____ Data provided
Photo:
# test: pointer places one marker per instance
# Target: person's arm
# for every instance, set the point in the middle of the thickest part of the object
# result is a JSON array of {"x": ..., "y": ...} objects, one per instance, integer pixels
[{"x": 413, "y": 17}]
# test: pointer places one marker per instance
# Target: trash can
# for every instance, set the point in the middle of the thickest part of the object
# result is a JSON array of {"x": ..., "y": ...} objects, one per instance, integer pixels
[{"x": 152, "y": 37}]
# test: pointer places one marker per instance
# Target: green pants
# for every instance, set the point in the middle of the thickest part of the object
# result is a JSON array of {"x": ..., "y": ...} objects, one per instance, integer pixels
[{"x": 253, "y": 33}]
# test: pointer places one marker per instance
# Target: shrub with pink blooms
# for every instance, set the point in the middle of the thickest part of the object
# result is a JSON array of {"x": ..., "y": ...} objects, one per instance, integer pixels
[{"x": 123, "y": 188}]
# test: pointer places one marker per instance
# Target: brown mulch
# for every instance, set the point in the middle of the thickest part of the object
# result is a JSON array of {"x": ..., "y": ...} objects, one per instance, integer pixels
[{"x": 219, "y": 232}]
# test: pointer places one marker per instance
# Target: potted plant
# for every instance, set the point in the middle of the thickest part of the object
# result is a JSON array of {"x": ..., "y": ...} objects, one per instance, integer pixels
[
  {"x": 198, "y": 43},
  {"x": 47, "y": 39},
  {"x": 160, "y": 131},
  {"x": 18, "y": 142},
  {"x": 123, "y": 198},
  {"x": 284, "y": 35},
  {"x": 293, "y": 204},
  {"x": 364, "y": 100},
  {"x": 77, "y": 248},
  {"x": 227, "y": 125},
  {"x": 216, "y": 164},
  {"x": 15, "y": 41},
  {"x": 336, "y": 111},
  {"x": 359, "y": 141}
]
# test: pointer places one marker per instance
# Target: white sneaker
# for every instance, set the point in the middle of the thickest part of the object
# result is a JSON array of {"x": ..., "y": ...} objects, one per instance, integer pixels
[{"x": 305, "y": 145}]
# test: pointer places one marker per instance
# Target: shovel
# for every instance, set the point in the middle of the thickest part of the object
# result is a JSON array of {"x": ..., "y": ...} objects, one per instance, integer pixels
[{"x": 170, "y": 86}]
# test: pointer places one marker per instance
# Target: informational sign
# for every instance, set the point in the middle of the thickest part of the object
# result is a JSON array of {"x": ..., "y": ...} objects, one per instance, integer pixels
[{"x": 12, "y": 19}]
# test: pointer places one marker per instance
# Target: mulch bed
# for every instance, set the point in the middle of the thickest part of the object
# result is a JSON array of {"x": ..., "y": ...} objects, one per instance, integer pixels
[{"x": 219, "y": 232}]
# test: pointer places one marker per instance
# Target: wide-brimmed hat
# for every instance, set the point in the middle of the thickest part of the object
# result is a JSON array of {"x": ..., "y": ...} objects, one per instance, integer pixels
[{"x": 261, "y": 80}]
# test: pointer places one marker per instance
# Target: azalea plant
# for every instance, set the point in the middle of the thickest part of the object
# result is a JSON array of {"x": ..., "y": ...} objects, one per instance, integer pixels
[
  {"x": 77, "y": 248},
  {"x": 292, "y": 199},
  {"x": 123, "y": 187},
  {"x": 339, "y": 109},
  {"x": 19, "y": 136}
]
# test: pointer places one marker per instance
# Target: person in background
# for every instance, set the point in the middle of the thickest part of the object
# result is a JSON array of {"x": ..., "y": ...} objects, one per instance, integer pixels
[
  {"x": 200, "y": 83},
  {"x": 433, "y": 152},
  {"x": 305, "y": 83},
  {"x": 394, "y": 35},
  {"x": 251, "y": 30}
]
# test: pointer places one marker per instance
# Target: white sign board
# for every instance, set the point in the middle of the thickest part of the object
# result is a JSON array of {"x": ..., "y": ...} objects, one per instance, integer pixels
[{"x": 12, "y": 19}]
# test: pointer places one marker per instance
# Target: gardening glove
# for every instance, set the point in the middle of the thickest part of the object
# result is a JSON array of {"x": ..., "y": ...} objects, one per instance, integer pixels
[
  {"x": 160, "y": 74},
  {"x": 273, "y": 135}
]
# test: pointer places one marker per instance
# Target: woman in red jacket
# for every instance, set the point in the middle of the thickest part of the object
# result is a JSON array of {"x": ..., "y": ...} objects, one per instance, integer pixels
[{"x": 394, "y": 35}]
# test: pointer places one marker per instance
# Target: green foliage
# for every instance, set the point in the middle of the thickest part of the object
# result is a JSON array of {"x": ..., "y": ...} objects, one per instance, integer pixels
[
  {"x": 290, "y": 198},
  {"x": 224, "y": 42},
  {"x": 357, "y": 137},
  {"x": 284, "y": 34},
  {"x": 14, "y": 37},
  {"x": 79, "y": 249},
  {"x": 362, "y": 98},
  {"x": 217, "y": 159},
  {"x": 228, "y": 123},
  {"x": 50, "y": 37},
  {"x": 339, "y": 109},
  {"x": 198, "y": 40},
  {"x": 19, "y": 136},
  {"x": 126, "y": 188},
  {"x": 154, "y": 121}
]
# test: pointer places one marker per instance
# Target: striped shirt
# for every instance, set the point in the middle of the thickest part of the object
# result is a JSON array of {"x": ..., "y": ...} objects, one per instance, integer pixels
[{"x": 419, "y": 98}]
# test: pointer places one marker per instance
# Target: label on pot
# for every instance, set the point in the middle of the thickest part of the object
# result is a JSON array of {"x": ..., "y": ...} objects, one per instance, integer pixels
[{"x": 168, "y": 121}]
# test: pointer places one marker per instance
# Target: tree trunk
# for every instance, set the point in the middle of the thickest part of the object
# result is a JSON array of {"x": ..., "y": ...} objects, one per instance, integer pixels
________
Exercise:
Restate verbatim all lines from the start of the data through the line containing "# Target: shrub with pink blooms", with both ends kept.

Solved problem:
Photo:
# test: pointer places one marker per instance
# Target: person's arm
# for every instance, set the point in the middle of the thickest part of the object
# result is a JSON array of {"x": ..., "y": ...} objects, one per instance, integer pixels
[{"x": 413, "y": 17}]
# test: pointer places one marker per instance
# Target: trash can
# for every instance, set the point in the middle of the thickest part of the object
# result is a JSON array of {"x": ..., "y": ...} objects, one per instance, integer pixels
[{"x": 152, "y": 37}]
# test: pointer places one marker per instance
# Target: green pants
# for every instance, set the point in the middle of the thickest part of the object
# result is a JSON array of {"x": ..., "y": ...} objects, one per instance, integer pixels
[{"x": 253, "y": 33}]
# test: pointer places one marker per instance
# Target: shrub with pink blooms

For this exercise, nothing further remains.